● WHAT THE EXERCISE ASKS
Only those lines in the data below from the line containing "Where is each instance of the shrub" through the line containing "Where is each instance of the overcast", both included, should be restated word for word.

● EXTRACTED INFORMATION
--------

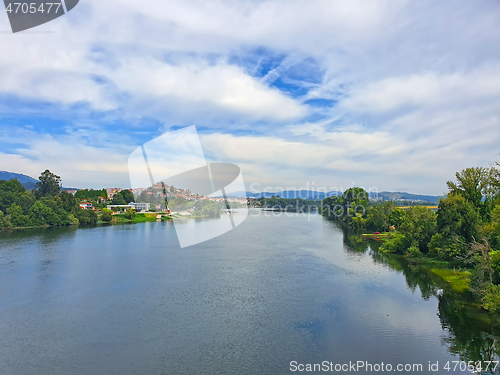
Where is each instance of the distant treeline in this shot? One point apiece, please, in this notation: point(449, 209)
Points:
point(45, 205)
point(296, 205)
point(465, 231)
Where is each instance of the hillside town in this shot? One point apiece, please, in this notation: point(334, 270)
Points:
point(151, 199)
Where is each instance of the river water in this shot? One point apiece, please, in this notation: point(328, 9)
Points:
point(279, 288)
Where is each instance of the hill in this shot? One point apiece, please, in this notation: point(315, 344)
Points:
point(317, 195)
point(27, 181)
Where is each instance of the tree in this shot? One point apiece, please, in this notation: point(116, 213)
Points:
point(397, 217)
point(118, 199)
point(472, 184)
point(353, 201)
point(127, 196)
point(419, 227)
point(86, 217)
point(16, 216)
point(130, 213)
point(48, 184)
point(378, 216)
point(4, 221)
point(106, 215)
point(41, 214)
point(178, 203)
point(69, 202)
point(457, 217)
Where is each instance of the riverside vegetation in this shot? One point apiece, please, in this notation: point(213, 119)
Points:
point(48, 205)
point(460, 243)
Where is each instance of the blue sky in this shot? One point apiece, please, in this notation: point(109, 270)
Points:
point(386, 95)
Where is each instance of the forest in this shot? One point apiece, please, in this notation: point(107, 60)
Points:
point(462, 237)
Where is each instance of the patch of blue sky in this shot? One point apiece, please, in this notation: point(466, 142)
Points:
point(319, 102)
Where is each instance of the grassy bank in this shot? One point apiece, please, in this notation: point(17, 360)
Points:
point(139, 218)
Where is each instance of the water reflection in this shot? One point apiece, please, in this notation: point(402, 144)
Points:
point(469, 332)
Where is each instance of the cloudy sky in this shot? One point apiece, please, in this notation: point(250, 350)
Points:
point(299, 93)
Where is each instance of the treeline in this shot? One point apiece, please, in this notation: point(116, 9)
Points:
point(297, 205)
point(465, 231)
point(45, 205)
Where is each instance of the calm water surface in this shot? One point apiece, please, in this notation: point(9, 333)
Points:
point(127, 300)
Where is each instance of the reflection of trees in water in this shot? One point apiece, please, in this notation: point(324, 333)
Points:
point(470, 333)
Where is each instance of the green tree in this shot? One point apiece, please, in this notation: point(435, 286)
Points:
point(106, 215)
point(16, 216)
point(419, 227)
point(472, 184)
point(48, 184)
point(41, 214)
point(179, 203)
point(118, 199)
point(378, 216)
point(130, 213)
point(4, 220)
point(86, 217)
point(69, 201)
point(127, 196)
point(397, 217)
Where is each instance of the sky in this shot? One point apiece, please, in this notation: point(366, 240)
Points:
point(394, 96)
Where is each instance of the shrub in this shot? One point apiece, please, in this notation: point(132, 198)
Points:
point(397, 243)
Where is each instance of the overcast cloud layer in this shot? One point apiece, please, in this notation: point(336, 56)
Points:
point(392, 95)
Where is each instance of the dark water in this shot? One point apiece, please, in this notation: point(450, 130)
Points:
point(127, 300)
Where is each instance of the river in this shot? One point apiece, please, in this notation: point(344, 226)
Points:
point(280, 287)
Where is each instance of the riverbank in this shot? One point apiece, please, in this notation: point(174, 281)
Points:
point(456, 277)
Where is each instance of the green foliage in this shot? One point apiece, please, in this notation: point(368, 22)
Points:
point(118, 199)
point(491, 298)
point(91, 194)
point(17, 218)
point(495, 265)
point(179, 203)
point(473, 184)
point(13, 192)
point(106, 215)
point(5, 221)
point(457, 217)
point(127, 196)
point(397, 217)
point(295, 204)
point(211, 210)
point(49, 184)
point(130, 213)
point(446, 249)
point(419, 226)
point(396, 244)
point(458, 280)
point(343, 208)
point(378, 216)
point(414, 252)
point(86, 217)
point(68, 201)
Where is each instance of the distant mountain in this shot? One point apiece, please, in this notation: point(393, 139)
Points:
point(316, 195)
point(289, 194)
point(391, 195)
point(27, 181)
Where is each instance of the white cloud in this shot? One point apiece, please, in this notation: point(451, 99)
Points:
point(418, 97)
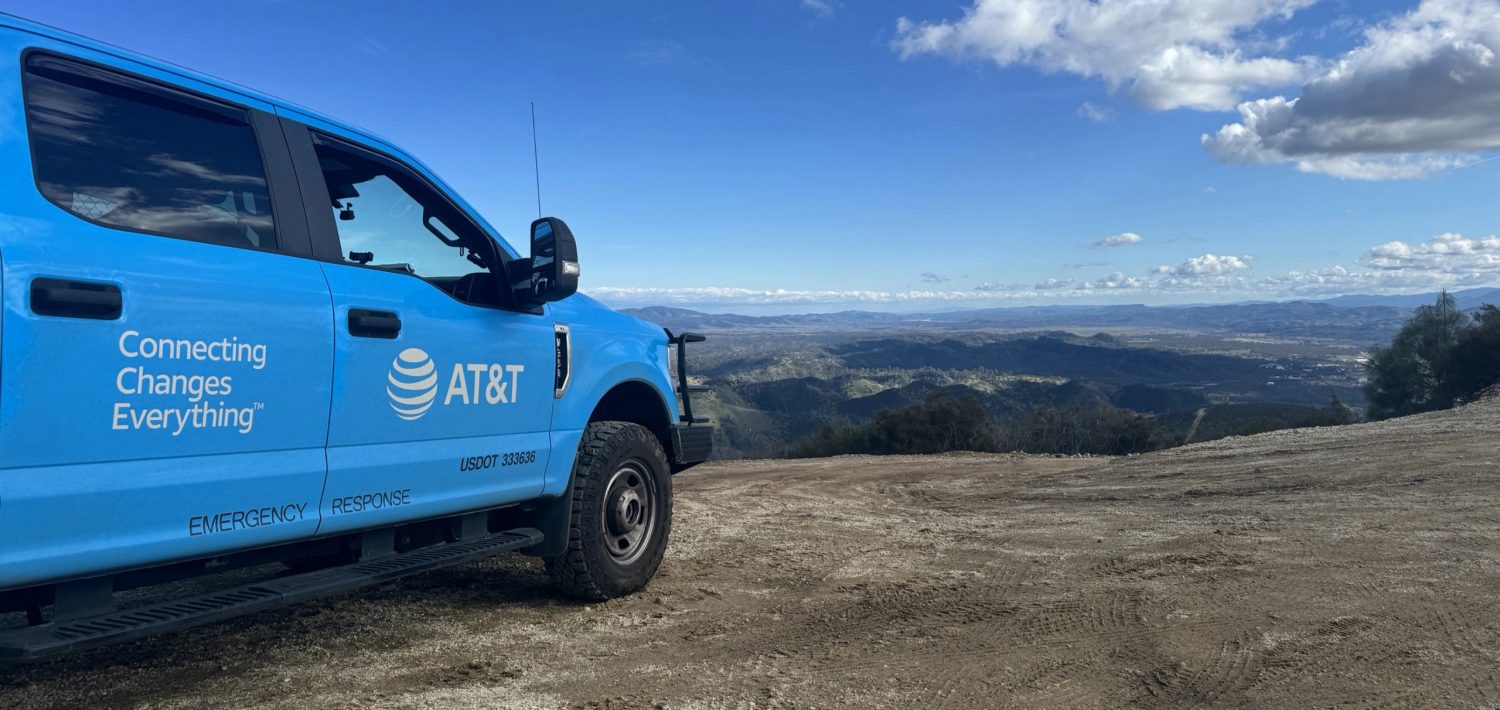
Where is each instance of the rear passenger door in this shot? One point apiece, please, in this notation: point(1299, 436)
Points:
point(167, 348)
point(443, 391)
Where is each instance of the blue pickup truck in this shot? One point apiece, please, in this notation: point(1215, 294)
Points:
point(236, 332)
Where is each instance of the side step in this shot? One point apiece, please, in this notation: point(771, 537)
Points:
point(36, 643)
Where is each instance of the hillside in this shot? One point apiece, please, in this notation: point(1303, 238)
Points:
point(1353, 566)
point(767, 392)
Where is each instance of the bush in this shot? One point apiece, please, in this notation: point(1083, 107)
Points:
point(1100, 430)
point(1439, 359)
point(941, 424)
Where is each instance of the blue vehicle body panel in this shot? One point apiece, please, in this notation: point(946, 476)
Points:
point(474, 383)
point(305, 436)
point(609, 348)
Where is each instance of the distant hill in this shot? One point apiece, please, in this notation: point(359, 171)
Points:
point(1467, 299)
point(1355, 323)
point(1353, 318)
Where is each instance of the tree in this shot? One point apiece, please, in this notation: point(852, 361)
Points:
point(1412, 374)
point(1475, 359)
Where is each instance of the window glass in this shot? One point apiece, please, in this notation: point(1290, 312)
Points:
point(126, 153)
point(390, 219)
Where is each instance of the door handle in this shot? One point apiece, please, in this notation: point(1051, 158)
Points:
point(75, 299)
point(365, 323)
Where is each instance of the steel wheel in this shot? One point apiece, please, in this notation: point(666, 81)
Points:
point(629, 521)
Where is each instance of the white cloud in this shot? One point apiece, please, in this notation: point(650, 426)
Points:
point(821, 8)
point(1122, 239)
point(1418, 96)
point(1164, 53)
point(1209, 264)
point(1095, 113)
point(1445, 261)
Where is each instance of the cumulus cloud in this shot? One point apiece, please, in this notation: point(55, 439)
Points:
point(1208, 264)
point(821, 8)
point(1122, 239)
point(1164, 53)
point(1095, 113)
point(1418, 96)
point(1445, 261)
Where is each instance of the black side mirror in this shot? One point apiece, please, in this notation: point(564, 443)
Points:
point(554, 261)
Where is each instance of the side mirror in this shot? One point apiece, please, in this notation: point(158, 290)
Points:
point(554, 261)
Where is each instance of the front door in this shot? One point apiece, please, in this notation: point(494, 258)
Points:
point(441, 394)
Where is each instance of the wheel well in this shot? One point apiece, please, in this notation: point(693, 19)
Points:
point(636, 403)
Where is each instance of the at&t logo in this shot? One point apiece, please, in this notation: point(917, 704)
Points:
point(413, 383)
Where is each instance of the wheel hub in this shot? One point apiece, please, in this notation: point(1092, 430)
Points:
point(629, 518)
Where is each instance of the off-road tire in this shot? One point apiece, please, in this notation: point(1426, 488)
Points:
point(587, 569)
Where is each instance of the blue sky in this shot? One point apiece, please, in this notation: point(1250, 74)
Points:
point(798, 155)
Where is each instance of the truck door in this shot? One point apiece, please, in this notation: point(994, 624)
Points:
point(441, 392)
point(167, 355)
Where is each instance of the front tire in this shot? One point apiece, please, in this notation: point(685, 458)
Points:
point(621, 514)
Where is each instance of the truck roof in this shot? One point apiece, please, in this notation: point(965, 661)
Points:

--------

● TASK RESPONSE
Where is each instance of the shrub in this shot? One point apiece, please, in this notation: point(132, 198)
Points:
point(397, 243)
Where is each instance of the overcast cloud layer in this shot? One point apiece, please, in this notation: point(336, 56)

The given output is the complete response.